**TEXT PROVIDED**:
>>>

Gaming Verisimilitude

On Thursday, I popped The Last of Us (TLoU) into the PS3 just to see if I needed to do some sort of lengthy install, but ended up playing for 5 hours straight. The game, simply put, is quite amazing thus far. However, I am experiencing some game design tropes that are grating on me to a higher degree than normal, perhaps precisely because everything else is so good.

Early on, you are basically told that while you can treat the game like a cover-based shooter to some extent, sneaking around is likely the best method given the chronic lack of supplies. That’s fine, sure. What is less fine is when you silently take down an entire warehouse full of guys very clearly armed with guns, and only happen to scrounge up 3 bullets of ammo from nearly a dozen corpses. Were the guns just for show? The last two guys were fine with shooting the conveniently-placed, waist-high obstruction I was hiding behind for almost a full minute, but in a moment of extreme bad luck, must have been killed right after they fired their last bullet.

<<<

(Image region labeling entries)
>>>

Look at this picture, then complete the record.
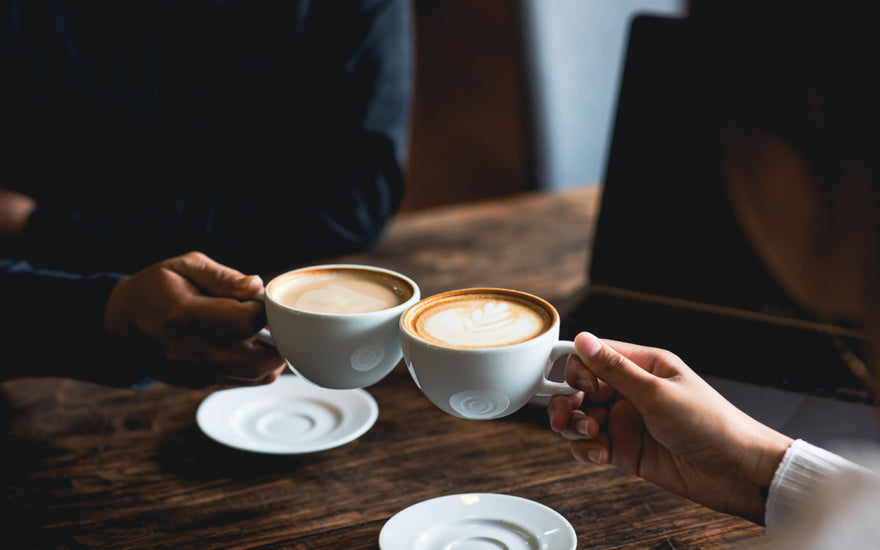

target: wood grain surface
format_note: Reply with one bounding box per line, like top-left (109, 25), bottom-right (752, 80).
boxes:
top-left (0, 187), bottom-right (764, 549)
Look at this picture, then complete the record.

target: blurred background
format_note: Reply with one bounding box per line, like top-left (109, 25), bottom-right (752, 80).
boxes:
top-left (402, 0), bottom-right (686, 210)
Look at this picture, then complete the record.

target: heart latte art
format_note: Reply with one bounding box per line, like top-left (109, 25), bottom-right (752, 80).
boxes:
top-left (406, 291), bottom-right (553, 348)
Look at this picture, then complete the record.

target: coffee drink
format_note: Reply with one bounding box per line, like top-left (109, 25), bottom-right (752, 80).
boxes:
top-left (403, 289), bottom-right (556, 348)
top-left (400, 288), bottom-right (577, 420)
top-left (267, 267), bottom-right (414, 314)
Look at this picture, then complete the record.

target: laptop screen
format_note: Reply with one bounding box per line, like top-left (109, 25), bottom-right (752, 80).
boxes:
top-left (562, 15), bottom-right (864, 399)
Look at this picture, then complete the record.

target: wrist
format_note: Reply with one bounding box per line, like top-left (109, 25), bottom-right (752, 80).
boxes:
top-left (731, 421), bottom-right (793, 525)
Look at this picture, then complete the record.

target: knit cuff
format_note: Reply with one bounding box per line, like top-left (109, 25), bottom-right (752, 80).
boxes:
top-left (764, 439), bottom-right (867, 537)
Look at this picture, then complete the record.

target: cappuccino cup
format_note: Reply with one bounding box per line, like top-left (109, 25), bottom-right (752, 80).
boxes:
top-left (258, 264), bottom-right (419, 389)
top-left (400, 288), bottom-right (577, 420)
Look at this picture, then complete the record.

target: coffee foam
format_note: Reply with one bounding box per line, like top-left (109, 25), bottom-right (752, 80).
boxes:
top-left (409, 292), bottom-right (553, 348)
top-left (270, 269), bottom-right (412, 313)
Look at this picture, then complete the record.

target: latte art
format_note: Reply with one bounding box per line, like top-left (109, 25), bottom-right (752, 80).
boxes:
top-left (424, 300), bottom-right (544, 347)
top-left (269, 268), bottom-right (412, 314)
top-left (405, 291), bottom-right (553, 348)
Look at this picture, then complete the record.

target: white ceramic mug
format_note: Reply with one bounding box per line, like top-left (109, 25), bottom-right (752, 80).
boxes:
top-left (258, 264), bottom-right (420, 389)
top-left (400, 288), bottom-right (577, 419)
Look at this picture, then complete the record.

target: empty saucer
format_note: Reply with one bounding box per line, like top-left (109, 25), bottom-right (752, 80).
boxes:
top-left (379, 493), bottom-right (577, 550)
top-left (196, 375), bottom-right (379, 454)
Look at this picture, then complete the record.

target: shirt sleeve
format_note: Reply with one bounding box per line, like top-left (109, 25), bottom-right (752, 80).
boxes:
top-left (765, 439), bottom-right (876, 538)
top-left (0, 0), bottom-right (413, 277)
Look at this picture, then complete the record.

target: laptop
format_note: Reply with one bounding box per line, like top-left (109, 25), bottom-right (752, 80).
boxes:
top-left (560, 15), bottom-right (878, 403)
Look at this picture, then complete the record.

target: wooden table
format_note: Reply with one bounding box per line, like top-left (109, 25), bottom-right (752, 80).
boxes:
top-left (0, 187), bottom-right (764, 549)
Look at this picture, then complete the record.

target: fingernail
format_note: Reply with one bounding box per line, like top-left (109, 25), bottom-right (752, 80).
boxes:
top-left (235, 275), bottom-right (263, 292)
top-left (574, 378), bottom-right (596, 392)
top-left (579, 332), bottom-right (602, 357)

<<<
>>>

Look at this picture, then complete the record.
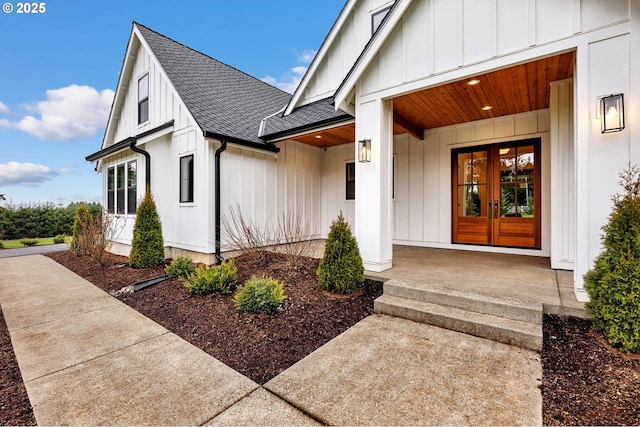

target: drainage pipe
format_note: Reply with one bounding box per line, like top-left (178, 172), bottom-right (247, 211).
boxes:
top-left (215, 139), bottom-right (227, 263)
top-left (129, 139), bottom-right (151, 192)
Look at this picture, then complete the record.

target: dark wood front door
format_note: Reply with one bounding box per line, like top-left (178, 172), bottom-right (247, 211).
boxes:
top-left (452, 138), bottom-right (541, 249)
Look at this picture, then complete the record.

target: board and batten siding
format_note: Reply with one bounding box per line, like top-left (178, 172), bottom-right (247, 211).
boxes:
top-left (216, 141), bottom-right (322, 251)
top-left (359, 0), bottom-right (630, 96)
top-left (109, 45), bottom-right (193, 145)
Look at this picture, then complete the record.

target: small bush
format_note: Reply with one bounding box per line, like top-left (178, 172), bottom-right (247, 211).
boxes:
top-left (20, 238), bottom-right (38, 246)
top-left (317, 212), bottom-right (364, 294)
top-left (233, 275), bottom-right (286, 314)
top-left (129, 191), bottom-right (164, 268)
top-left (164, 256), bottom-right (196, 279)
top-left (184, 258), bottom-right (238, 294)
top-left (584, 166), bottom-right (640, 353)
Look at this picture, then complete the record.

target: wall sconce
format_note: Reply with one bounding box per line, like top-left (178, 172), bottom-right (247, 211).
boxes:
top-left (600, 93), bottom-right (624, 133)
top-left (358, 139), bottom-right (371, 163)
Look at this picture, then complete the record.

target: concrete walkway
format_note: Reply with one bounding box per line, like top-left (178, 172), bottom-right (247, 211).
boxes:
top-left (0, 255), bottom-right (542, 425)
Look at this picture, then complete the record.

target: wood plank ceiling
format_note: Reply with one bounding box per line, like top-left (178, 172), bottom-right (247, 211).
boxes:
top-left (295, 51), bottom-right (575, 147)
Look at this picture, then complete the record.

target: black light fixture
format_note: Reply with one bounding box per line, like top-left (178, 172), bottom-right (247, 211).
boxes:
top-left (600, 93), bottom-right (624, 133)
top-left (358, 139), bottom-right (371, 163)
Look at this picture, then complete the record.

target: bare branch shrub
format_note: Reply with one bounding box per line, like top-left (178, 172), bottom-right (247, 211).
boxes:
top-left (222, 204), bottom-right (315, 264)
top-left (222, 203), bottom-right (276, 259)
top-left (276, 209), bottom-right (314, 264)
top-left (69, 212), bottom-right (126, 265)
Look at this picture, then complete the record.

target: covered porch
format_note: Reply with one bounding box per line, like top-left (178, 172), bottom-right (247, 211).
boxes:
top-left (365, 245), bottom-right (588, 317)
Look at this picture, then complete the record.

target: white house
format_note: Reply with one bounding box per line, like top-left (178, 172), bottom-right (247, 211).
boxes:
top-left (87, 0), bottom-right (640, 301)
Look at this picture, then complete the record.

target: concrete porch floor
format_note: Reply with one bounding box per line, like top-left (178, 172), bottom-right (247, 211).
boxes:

<<<

**BRIEF 1**: According to the post about The Last of Us, why is sneaking around likely the best way to play?
**BRIEF 2**: Write out everything in the post about The Last of Us from "Early on, you" down to "their last bullet.".

**CORRECT OUTPUT 1**: Sneaking around is likely the best method because of the game's chronic lack of supplies.

**CORRECT OUTPUT 2**:
Early on, you are basically told that while you can treat the game like a cover-based shooter to some extent, sneaking around is likely the best method given the chronic lack of supplies. That’s fine, sure. What is less fine is when you silently take down an entire warehouse full of guys very clearly armed with guns, and only happen to scrounge up 3 bullets of ammo from nearly a dozen corpses. Were the guns just for show? The last two guys were fine with shooting the conveniently-placed, waist-high obstruction I was hiding behind for almost a full minute, but in a moment of extreme bad luck, must have been killed right after they fired their last bullet.